LISTA DE ATIVIDADES:
A - Segundo o texto sobre Drive My Car, de quem é o conto em que o filme se baseia?
B - Imprima o trecho do texto sobre Drive My Car que vai desde "Drive My Car (Ryusuke" até "audiovisual da narrativa.".
C - No texto sobre Drive My Car, o que os planos conectores entre as cenas mostram? Liste todos os movimentos citados.

TEXTO DO EXERCÍCIO:
Drive My Car (Ryusuke Hamaguchi, 2021)

Existem alguns filmes que dificilmente podem ser explicados através de uma sinopse. Com o japonês Drive My Car, vencedor de tantas premiações que se torna igualmente difícil enumerá-las, dizer que o mesmo acompanha Yusuke, renomado ator e diretor de teatro, através das turbulências da vida seria tão correto quanto equivocado. Sim, a trama de fato acompanha o personagem, mas limitá-la a isso é uma simplificação extremamente absurda. Acrescentar que se baseia em um conto de Haruki Murakami, autor cuja obra se tornou conhecida no ocidente após diversas premiações, traz a noção de sua grandiosidade e importância, mas ainda não consegue traduzir o impacto audiovisual da narrativa.



O longa-metragem evoca a sensação de movimento. Seja através das personagens, que estão fisicamente se movimentando - não à toa, o carro é praticamente um deles - ou da fita cassete de Tio Vanya, repetida à exaustão por um homem enlutado que encontra conforto na voz eternizada da esposa. O tema se repete ainda com Misaki, a motorista em fuga de um passado misterioso, e cujas conversas com Yusuke o tiram da inércia e finalmente o levam para a reflexão, o que também tem consequências em sua própria vida.


É a inércia, a regra da física de permanecer em movimento quando se está em movimento e de permanecer parado quando se está parado, uma de suas temáticas centrais. E, quando são adicionados os planos conectores entre as cenas que acontecem em diversos locais diferentes, muitas vezes isto é feito através de planos que simplesmente mostram os movimentos naturais e humanos das coisas ao redor da trama principal: o movimento do carro, o efeito do motor do barco, a chuva. Acaba-se criando também uma relação entre os movimentos humanos e aqueles da natureza, em uma reflexão quase xintoísta sobre ciclos.

(Dados de expressões referenciais)
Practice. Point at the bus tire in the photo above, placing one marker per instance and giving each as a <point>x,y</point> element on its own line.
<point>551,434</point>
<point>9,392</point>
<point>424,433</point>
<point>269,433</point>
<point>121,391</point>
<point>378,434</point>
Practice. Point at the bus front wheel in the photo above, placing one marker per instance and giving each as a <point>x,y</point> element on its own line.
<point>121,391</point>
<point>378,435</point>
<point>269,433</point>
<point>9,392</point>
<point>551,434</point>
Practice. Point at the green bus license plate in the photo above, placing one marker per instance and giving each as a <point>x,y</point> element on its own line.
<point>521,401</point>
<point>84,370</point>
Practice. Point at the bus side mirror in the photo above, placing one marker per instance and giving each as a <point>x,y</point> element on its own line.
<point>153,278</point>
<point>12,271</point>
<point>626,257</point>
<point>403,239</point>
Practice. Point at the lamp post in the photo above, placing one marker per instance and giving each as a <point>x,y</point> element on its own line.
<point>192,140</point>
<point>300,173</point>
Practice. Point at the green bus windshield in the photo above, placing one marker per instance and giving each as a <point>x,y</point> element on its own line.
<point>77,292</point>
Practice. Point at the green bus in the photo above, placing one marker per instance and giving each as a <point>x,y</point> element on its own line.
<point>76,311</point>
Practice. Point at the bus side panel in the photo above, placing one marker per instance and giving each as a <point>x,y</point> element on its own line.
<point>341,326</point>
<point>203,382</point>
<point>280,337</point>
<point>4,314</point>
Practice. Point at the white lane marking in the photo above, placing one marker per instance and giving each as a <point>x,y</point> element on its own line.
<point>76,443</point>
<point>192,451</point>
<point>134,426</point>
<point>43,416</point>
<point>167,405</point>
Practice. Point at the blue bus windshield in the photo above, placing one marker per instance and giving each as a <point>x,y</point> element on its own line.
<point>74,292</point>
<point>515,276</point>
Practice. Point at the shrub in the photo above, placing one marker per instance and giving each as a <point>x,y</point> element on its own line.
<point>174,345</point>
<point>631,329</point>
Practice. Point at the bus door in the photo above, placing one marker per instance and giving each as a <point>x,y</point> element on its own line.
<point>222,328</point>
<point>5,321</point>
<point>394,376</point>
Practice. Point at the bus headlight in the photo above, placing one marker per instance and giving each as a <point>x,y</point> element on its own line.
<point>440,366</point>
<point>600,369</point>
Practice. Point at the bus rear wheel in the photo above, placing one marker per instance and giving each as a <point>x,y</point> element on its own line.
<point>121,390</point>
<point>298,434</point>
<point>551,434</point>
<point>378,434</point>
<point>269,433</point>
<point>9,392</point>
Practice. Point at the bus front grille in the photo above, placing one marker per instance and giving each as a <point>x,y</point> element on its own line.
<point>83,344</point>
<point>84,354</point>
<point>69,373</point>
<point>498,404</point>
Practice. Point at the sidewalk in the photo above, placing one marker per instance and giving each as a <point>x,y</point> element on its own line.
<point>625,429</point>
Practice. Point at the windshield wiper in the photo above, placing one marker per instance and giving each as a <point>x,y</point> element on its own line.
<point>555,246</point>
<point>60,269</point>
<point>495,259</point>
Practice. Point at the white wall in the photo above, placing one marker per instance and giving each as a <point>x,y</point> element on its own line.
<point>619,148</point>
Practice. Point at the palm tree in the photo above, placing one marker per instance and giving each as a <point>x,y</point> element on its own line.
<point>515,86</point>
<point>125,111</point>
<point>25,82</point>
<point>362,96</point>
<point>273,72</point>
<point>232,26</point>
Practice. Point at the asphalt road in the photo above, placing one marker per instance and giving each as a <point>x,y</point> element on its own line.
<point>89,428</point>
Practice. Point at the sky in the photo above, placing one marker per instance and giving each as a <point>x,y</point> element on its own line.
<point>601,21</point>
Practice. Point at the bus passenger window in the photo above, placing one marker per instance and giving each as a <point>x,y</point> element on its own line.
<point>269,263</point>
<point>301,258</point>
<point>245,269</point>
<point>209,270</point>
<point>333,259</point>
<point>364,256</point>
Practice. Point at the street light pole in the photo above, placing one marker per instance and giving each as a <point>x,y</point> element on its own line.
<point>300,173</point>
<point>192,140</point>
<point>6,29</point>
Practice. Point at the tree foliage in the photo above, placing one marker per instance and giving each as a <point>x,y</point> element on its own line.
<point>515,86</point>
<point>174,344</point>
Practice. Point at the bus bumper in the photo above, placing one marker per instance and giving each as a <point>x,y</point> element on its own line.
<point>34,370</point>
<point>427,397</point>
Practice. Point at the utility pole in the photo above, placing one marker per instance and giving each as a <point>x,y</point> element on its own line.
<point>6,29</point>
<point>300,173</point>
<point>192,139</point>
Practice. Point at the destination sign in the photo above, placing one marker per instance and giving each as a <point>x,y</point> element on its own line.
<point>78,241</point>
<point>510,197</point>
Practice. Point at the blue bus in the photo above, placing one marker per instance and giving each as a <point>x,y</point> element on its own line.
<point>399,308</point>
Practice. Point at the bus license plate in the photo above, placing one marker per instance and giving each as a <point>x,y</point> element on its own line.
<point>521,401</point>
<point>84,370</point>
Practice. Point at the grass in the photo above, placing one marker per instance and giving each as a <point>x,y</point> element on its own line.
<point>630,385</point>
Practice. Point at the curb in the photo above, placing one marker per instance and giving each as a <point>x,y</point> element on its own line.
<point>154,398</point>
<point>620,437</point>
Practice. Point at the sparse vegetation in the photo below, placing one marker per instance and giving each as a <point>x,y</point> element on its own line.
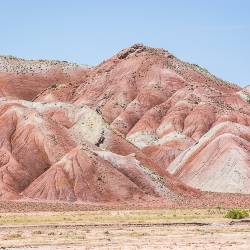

GABARITO:
A - Haruki Murakami.

B -
Drive My Car (Ryusuke Hamaguchi, 2021)

Existem alguns filmes que dificilmente podem ser explicados através de uma sinopse. Com o japonês Drive My Car, vencedor de tantas premiações que se torna igualmente difícil enumerá-las, dizer que o mesmo acompanha Yusuke, renomado ator e diretor de teatro, através das turbulências da vida seria tão correto quanto equivocado. Sim, a trama de fato acompanha o personagem, mas limitá-la a isso é uma simplificação extremamente absurda. Acrescentar que se baseia em um conto de Haruki Murakami, autor cuja obra se tornou conhecida no ocidente após diversas premiações, traz a noção de sua grandiosidade e importância, mas ainda não consegue traduzir o impacto audiovisual da narrativa.

C - O movimento do carro, o efeito do motor do barco e a chuva.